Happy Birthday to me!
I was born 35 years ago today. This what else was happening that late spring day in 1968:
- Picasso paints the above picture
- Young soldier in Vietnam wrote home about losing his camera
- Nine people were killed by a tornado in Tracy, Minnesota
- A Day of Awareness, Day of Hope is held in Atlanta to combat poverty
- A helicopter crew dies in Vietnam when they collide with another plane
- Phelim O’Neil is expelled from the Orange Order in Belfast for attending a Catholic service
- The BeeGees record Indian Gin and Whiskey Dry
- The Shah of Iran speaks at Harvard University on the challenges of the developing world. He quotes Saadi, Coleridge, Confucius and the Bible
- The tanker World Glory spills 14.2 million gallons of oil in the Indian Ociean, 105 kilometres east of Durban, South Africa.

Point annotation records
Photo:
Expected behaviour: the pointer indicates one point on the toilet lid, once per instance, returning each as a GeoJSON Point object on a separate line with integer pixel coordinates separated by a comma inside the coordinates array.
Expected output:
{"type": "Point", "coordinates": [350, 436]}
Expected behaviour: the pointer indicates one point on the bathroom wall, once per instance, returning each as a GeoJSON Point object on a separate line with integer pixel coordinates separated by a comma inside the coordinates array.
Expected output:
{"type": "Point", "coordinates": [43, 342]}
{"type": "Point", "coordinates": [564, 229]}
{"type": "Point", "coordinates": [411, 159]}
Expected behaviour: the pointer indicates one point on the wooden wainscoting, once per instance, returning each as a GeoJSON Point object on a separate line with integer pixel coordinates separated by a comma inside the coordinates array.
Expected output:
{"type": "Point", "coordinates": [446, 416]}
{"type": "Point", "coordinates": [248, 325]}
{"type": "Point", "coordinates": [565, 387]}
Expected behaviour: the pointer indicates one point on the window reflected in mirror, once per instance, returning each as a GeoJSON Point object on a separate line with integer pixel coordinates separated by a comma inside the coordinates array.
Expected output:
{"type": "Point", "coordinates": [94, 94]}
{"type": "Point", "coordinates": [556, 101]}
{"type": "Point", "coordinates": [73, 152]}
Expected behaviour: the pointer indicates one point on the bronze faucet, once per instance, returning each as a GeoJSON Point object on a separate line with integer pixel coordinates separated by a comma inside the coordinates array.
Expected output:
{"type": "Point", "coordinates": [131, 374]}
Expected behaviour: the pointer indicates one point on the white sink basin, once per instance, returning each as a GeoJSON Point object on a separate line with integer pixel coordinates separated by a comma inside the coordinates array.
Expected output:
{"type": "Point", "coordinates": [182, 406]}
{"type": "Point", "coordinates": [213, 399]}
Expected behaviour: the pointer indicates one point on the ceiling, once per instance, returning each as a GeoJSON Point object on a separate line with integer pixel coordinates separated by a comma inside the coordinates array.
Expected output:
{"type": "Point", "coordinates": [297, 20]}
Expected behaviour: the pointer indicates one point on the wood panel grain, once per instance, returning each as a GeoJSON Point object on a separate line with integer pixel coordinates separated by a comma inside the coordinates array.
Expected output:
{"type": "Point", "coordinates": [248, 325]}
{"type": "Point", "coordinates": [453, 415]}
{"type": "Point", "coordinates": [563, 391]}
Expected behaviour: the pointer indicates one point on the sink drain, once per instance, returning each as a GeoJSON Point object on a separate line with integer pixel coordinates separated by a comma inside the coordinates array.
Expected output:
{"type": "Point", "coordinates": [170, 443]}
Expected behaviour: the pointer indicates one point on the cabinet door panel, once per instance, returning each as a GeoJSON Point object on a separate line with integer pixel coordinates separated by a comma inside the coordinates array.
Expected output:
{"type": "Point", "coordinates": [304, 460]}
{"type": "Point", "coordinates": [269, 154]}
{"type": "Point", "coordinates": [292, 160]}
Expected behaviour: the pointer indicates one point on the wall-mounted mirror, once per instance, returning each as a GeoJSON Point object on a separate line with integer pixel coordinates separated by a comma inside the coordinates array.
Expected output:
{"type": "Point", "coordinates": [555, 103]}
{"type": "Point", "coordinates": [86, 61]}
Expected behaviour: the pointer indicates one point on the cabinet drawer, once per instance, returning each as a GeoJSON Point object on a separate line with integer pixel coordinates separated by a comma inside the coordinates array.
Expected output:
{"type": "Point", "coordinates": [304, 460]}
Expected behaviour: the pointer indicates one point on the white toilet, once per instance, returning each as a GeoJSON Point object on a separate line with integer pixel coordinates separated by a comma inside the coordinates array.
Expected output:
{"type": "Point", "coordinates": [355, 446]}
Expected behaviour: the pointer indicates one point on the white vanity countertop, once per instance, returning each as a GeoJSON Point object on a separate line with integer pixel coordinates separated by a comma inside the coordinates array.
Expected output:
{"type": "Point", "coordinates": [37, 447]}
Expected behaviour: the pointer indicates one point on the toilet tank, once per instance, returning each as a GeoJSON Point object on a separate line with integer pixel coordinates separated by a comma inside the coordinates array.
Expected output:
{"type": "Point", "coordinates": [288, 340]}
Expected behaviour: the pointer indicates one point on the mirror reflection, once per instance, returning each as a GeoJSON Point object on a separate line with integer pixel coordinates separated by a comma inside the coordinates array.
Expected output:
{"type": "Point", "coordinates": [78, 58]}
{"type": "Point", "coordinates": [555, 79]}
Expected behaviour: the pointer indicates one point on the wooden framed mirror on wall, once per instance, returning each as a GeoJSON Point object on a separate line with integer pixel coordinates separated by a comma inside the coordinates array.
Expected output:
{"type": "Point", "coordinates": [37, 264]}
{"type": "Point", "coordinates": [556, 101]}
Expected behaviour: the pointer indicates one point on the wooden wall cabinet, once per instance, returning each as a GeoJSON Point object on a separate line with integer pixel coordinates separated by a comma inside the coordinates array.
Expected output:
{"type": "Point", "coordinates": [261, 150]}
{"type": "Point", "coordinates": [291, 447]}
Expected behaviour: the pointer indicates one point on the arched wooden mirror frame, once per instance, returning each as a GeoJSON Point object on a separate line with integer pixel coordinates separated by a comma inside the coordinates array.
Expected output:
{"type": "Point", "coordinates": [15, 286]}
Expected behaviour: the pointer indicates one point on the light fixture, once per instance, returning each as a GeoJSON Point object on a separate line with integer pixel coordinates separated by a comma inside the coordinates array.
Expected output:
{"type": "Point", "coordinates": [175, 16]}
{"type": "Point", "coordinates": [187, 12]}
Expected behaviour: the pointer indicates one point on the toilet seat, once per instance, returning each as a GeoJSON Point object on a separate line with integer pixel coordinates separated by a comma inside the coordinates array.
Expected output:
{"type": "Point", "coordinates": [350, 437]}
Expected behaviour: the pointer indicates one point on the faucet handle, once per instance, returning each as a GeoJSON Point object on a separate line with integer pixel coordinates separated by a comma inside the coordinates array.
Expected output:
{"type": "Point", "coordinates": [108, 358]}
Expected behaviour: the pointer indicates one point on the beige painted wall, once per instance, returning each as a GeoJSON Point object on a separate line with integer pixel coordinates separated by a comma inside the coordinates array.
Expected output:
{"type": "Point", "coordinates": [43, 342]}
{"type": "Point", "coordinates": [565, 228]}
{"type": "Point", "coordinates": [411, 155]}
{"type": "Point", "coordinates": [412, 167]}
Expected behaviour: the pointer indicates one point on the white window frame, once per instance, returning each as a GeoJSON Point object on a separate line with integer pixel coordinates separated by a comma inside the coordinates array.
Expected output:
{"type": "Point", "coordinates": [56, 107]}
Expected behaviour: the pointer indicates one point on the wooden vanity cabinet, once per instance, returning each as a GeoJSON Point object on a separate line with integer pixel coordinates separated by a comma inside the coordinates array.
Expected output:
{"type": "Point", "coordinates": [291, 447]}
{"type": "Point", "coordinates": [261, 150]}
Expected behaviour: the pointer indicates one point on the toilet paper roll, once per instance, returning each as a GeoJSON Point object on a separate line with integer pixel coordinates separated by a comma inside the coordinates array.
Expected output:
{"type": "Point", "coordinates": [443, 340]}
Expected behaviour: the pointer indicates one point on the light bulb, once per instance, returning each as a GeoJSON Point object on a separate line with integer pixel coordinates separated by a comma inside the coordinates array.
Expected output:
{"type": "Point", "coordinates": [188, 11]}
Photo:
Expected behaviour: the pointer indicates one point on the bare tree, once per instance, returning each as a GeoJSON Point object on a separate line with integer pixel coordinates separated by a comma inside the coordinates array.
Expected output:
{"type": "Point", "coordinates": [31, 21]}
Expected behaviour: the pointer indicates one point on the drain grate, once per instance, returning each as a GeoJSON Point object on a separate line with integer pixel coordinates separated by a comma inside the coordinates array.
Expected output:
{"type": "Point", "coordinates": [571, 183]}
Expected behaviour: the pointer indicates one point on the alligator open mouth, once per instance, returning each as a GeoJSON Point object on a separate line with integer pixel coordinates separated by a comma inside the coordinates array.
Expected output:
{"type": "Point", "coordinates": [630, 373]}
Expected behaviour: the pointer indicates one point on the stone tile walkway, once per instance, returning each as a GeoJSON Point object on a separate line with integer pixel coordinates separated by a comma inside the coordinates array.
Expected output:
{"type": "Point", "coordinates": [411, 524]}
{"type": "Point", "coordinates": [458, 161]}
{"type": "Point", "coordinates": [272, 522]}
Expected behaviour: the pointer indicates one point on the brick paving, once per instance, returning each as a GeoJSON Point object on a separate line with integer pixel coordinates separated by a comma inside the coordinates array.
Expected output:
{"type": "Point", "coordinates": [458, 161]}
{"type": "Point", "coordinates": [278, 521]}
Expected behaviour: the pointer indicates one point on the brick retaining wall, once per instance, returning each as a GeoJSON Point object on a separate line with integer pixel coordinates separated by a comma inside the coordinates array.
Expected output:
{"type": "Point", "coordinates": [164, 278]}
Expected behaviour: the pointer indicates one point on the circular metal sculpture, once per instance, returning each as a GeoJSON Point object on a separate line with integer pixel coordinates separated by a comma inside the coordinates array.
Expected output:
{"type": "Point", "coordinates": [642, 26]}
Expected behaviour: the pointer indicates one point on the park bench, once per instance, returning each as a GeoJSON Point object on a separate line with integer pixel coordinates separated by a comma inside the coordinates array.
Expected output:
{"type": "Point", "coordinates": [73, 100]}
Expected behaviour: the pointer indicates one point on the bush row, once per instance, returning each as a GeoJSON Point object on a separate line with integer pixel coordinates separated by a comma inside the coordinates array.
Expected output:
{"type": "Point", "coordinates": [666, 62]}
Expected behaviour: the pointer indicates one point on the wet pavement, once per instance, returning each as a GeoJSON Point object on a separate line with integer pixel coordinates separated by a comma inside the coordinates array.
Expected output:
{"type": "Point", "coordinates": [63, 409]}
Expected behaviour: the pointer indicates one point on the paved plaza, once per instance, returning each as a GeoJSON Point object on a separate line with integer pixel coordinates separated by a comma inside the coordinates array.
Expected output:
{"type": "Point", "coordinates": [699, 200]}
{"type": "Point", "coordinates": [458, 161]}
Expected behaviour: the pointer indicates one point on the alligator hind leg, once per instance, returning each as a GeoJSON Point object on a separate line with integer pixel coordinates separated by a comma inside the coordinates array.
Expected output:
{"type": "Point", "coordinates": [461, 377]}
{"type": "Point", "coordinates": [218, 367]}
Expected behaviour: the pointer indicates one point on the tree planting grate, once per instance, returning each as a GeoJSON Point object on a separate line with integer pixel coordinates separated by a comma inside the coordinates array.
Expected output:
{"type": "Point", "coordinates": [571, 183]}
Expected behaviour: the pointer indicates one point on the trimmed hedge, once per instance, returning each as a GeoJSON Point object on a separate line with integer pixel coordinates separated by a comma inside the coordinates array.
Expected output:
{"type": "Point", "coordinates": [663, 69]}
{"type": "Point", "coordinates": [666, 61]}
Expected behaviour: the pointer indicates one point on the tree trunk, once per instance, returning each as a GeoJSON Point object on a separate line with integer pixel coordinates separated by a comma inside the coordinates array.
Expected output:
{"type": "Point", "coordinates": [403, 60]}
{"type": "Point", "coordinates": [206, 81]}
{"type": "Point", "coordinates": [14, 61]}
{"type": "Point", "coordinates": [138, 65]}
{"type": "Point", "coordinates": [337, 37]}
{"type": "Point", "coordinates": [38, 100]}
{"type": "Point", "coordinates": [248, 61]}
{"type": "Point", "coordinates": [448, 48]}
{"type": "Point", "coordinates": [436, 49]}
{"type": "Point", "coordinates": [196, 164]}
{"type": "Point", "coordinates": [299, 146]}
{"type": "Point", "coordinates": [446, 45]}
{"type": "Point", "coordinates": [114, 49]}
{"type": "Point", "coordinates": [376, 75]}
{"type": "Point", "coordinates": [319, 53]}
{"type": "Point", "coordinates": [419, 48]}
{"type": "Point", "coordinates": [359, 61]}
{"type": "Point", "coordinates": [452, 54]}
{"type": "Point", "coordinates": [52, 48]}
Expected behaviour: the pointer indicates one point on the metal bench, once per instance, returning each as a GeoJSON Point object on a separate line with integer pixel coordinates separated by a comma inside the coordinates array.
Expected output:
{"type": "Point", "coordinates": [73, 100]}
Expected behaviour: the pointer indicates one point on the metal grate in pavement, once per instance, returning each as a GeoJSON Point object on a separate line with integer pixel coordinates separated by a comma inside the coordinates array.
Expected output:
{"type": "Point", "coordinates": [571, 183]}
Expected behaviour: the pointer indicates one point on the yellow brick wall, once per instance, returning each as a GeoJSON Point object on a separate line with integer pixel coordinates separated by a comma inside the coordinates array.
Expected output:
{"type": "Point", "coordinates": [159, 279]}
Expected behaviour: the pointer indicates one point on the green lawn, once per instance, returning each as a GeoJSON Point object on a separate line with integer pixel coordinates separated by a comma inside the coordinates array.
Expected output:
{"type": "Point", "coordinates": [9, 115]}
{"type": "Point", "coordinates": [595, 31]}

#### [Stated task A]
In the 1968 birthday post, change "tornado" to "twister" and write out everything from "I was born 35" down to "Durban, South Africa.".
#### [Stated task B]
Carry the 1968 birthday post further, picking up right after its final line.

#### [Expected output A]
I was born 35 years ago today. This what else was happening that late spring day in 1968:
- Picasso paints the above picture
- Young soldier in Vietnam wrote home about losing his camera
- Nine people were killed by a twister in Tracy, Minnesota
- A Day of Awareness, Day of Hope is held in Atlanta to combat poverty
- A helicopter crew dies in Vietnam when they collide with another plane
- Phelim O’Neil is expelled from the Orange Order in Belfast for attending a Catholic service
- The BeeGees record Indian Gin and Whiskey Dry
- The Shah of Iran speaks at Harvard University on the challenges of the developing world. He quotes Saadi, Coleridge, Confucius and the Bible
- The tanker World Glory spills 14.2 million gallons of oil in the Indian Ociean, 105 kilometres east of Durban, South Africa.

#### [Expected output B]
- A single Red Knot was spotted in the St. Croix River Valley in Minnesota
- Gloucestershire beats Cambridge University by an innings and 69 runs. Green and Shepard have centuries.
- Five days after he is imprisoned, Hussain Ibrahim’s house is blown up by Israeli solders in Ramallah because he is accussed of being a member of Fateh. His wife and sons are left homeless.
- Pope Paul VI gives an Audience during which he warns of the dangers of a lack on faith in an incresingly materialistic world.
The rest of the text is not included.